§ Text excerpt
*** Begin section ***

Amsler Grids are just graph paper with a dot in the middle which the patient is supposed to focus on. Patients cover one
eye while looking at the Amsler Grid. It is then the technicians job to ask questions about what they see. Amsler Grids
are only used to test the central 20 degrees of a patients field of vision not the peripheral. If a patient is
complaining of distortions it is important to use the Grid so that the patient can mark where distortions are seen.
This is testing visual fields with fingers only. It is mostly used for screening purposes just to check the peripheral
vision. The benefit to confrontation fields is that no special equipment is needed and it is a quick way to get an idea
of a patients peripheral vision.
The patient covers one eye
The patient looks at the examiner’s nose
The examiners holds his fingers up, equidistant from him to the patient, in the patients inferior, superior, nasal, and temporal peripheral fields and asks the patient to tell him how many fingers are being held.
This test is repeated for the other eye.
This requires special equipment and takes longer than confrontation fields. This is the most common way providers use
to track patients with visual field defects.
The patient must keep their chin in the chin rest and forehead against the forehead rest.
The eye not being used must be covered with a patch
The patient must always look at the fixation light
The patients date must be put in. The patients current prescription and age are necessary data that the machines needs to calculate the trial lenses.

*** End section ***

§ Activity 1
From the visual field testing text, return the passage starting with "This test is" and going on through "the forehead rest.".
§ Activity 2
Decide whether each statement agrees with the visual field testing text. Answer yes or no for each, and quote the deciding words. (a) Amsler Grids test the central 20 degrees of a patient's field of vision. (b) Confrontation fields require special equipment. (c) During confrontation fields testing, the patient looks at the examiner's nose.

(Stored items)
*** Begin section ***

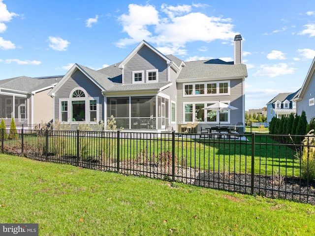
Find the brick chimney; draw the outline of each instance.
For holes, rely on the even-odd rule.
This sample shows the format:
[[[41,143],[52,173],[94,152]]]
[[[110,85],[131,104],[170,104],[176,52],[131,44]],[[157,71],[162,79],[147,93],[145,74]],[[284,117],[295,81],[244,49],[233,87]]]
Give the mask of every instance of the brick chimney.
[[[242,50],[242,36],[238,34],[234,37],[234,64],[243,63]]]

*** End section ***

§ Task result 1
This test is repeated for the other eye.
This requires special equipment and takes longer than confrontation fields. This is the most common way providers use
to track patients with visual field defects.
The patient must keep their chin in the chin rest and forehead against the forehead rest.

§ Task result 2
(a) Yes: "Amsler Grids are only used to test the central 20 degrees of a patients field of vision not the peripheral."
(b) No: "The benefit to confrontation fields is that no special equipment is needed"
(c) Yes: "The patient looks at the examiner’s nose"